■ **ATIVIDADES**:
A - No trecho sobre a barbárie dos "cidadãos de bem", quais são as três palavras que descrevem o que aconteceu com a mulher no Guarujá?
B - Segundo o trecho sobre a barbárie dos "cidadãos de bem", o que foi usado para prender o menino ao poste?
C - Dê seguimento ao trecho sobre a barbárie dos "cidadãos de bem", começando logo depois da última frase.

■ **TRECHO FORNECIDO**:
::::

Em tempos atuais, o Brasil possui uma lista grande de episódios que testaram nossa capacidade, como sociedade, de conviver com a barbárie praticada por “cidadãos de bem”. Em 2014, no espaço de três meses, entre fevereiro e maio, tivemos o episódio de um menino acorrentado nu a um poste, com uma trava de bicicleta, por pacatos moradores do bairro do Flamengo, Zona Sul do Rio de Janeiro, e uma mulher espancada, linchada e morta por moradores do Guarujá, em São Paulo, ao ser “confundida” com uma suposta sequestradora de crianças, que praticava rituais de magia negra, segundo denúncia em uma rede social. Apenas para citar casos que ganharam repercussão nacional.
De lá até aqui, a lista seria extensa demais para caber em um artigo.

::::

(Dados armazenados)
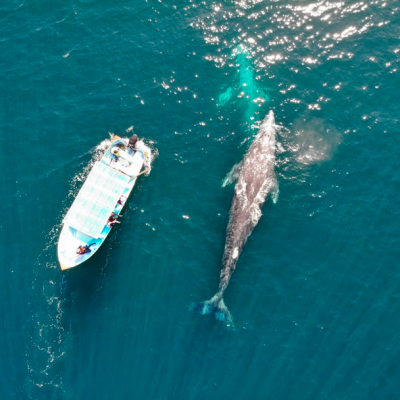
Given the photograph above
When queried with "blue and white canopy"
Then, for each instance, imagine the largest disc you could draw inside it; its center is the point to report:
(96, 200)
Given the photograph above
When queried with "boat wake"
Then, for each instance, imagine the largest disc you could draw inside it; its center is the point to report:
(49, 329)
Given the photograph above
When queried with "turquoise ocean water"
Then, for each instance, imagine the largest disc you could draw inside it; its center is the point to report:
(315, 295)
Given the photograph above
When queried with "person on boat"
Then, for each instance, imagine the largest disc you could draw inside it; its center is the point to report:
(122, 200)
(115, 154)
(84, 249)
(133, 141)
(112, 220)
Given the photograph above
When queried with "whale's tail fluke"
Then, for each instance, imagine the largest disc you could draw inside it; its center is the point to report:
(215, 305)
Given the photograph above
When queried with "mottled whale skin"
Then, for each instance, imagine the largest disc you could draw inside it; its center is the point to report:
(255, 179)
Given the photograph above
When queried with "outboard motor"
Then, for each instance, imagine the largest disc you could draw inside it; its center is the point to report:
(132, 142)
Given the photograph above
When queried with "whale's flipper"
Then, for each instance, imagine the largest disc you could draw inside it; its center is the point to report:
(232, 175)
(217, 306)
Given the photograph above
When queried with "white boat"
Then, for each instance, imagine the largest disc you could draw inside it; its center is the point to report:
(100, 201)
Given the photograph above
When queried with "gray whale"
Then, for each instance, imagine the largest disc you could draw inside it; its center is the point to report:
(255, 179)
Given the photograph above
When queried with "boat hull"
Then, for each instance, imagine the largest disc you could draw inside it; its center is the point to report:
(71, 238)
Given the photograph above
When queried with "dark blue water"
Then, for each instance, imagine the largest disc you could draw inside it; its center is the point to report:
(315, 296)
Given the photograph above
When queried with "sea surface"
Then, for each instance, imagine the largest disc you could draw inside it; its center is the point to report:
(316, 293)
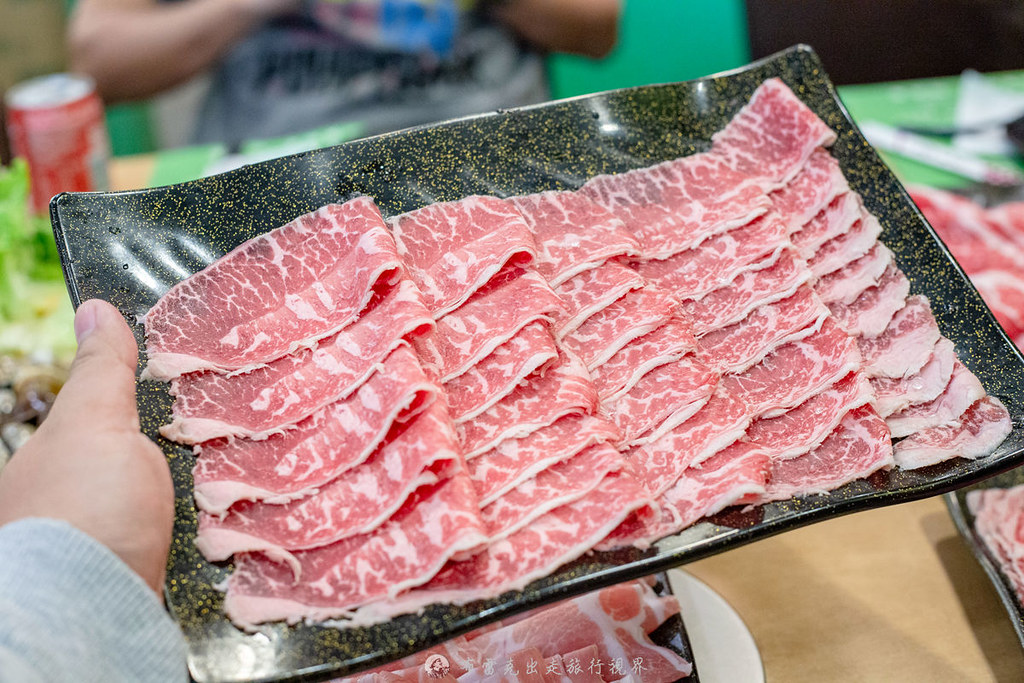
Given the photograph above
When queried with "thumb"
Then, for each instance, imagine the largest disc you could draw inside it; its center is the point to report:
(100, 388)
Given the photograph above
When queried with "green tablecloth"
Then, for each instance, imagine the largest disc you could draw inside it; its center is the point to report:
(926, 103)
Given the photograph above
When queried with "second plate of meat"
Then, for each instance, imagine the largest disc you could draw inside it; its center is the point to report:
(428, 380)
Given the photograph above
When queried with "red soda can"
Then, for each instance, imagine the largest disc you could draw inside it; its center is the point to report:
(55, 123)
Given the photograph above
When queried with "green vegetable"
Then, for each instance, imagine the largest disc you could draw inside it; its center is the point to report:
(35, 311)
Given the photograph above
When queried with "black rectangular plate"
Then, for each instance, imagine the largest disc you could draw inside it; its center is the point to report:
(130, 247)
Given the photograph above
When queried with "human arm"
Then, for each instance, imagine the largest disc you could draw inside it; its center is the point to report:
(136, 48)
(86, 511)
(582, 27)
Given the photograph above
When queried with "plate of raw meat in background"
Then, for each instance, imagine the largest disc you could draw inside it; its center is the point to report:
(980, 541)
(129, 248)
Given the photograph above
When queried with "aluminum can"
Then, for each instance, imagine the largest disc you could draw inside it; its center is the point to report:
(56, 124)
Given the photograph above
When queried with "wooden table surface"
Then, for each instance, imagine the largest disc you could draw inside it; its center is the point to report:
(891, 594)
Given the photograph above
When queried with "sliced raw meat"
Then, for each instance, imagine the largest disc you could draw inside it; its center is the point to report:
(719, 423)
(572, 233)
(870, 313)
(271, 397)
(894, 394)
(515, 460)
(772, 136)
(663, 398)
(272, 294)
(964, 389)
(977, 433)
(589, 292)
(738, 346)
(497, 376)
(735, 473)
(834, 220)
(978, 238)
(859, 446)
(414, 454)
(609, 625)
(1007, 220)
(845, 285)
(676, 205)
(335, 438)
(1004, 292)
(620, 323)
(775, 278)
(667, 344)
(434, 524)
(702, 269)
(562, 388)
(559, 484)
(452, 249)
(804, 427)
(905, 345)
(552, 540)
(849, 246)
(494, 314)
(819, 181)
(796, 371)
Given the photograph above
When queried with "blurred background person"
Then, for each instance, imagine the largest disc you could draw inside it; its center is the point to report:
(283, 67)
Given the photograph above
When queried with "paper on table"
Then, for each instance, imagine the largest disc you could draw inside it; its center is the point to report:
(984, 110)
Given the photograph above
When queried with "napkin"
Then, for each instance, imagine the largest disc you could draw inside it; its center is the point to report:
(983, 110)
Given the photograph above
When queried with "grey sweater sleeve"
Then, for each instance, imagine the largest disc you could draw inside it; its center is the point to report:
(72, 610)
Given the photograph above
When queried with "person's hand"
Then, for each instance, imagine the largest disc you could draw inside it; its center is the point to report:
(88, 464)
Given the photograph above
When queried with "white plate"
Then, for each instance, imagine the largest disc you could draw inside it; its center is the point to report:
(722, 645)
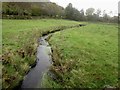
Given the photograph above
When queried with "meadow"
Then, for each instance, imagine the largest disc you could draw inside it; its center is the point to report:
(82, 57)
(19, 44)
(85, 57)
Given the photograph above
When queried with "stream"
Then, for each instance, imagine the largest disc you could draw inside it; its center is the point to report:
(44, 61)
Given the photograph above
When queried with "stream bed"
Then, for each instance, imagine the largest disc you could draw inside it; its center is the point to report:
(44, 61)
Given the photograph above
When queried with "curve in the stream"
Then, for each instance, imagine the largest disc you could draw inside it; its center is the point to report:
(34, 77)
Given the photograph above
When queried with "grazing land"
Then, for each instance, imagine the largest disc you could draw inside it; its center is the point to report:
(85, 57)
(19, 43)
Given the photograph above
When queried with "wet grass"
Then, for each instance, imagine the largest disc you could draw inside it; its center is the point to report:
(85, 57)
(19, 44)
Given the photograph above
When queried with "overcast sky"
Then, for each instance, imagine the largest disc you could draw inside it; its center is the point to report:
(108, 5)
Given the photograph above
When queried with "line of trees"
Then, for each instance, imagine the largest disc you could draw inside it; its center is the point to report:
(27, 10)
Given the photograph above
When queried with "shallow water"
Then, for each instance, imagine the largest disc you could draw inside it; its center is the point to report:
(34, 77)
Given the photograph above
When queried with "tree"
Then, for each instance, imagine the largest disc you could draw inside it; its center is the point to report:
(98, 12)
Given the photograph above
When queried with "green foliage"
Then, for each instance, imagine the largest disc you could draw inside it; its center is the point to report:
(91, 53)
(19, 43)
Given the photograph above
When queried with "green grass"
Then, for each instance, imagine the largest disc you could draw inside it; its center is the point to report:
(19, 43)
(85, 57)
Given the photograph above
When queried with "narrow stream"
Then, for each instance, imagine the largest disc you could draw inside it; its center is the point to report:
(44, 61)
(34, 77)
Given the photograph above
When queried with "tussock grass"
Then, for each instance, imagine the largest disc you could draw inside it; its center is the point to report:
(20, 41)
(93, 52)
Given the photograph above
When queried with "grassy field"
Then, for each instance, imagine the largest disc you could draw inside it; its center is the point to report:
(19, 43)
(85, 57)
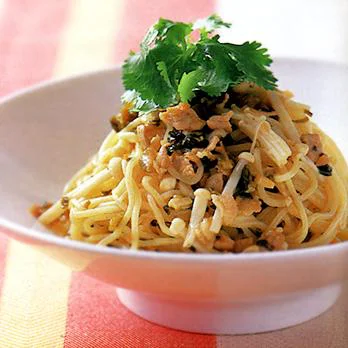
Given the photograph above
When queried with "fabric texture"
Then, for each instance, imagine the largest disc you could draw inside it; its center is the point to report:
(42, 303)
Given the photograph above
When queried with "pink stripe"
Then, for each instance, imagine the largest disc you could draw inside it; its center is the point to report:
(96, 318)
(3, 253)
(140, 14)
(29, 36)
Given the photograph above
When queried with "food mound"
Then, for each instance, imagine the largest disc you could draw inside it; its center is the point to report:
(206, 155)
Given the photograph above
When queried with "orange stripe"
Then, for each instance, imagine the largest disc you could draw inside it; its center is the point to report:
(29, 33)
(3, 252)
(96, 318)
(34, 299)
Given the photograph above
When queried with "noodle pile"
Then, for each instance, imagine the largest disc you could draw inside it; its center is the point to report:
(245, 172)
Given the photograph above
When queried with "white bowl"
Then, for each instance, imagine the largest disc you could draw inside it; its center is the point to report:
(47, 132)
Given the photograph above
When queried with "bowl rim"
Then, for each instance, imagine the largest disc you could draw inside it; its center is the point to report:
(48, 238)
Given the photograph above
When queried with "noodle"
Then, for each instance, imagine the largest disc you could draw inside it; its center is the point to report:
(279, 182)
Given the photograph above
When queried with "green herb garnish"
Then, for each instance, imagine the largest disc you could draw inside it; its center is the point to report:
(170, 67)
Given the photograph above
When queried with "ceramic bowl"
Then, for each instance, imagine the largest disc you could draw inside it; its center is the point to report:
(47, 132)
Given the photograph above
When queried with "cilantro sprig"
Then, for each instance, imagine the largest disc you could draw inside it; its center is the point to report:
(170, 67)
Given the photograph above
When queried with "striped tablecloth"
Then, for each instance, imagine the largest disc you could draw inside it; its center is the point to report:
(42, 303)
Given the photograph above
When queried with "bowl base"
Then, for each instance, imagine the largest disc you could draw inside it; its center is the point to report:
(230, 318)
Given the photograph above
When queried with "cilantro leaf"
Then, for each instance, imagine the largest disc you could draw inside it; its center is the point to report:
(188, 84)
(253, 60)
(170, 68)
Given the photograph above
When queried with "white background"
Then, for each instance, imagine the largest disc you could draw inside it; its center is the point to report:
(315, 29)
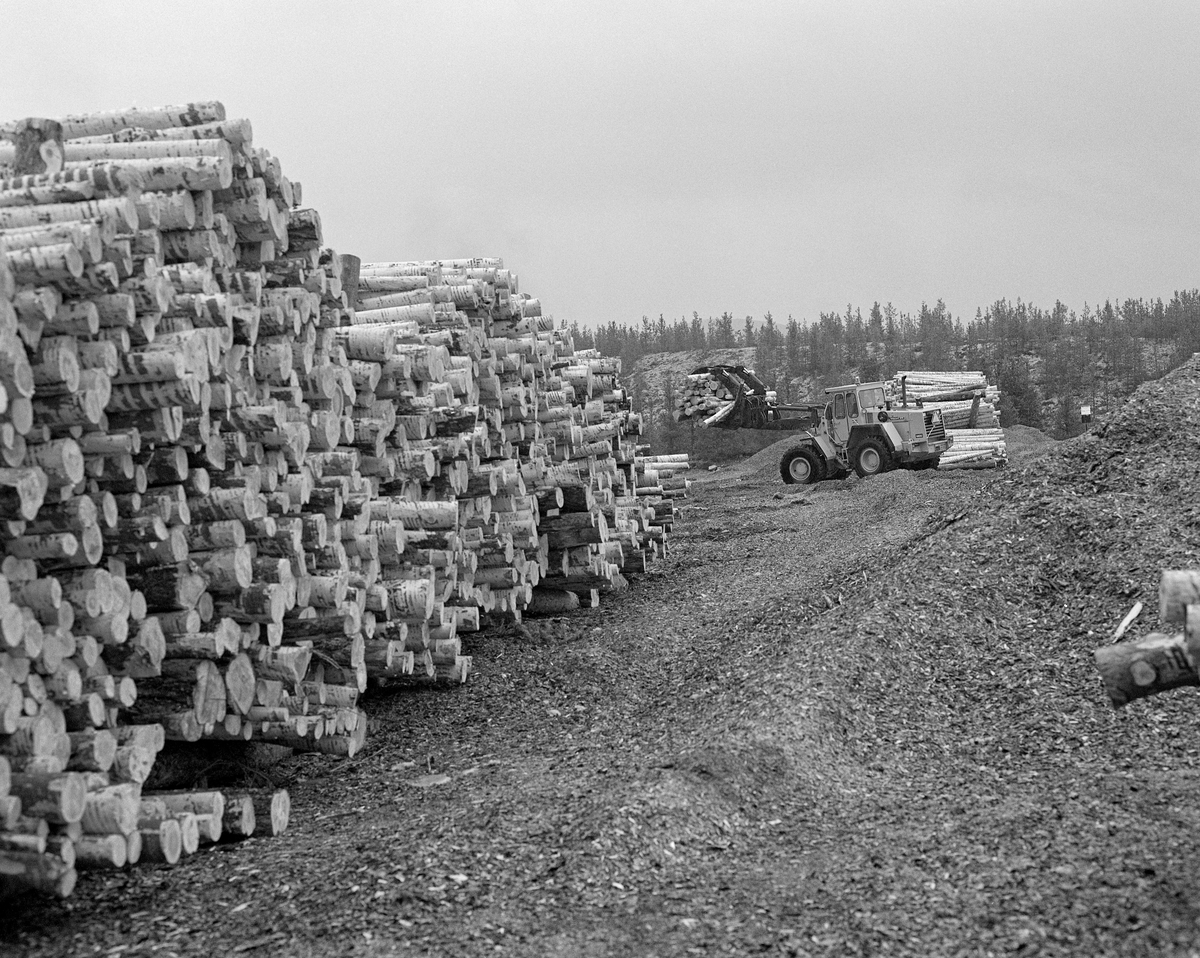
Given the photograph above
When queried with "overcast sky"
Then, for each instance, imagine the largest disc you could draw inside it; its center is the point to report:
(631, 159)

::::

■ **SUAS RESPOSTAS**:
A - Espancada, linchada e morta.

B - Uma trava de bicicleta.

C -
Mais recentemente, afora os casos da violência estatal, praticada diuturnamente pelas polícias -- que vitimizam, inclusive, crianças e jovens, dentro de carros e em bailes enquanto se divertem --, a ascensão de um governo com características neofascistas, a partir de janeiro de 2019, vem fortalecendo sentimentos individuais e coletivos de que, com ele, comungam na prática da intolerância, do preconceito e da violência. Ao lado da busca de domínio sobre as pessoas e instituições, os amantes do totalitarismo bolsonarista gritam nas ruas suas preferências livremente. Sentindo o cheiro de podre na superfície, os bichos saíram dos esgotos a passeio ou para estabelecer morada, a depender do uso e do efeito do pesticida.
No último sábado (14), ganhou repercussão nas redes sociais a foto de um homem usando uma cruz suástica no braço, tranquilamente sentado em um restaurante cheio, na cidade de Unaí, em Minas Gerais.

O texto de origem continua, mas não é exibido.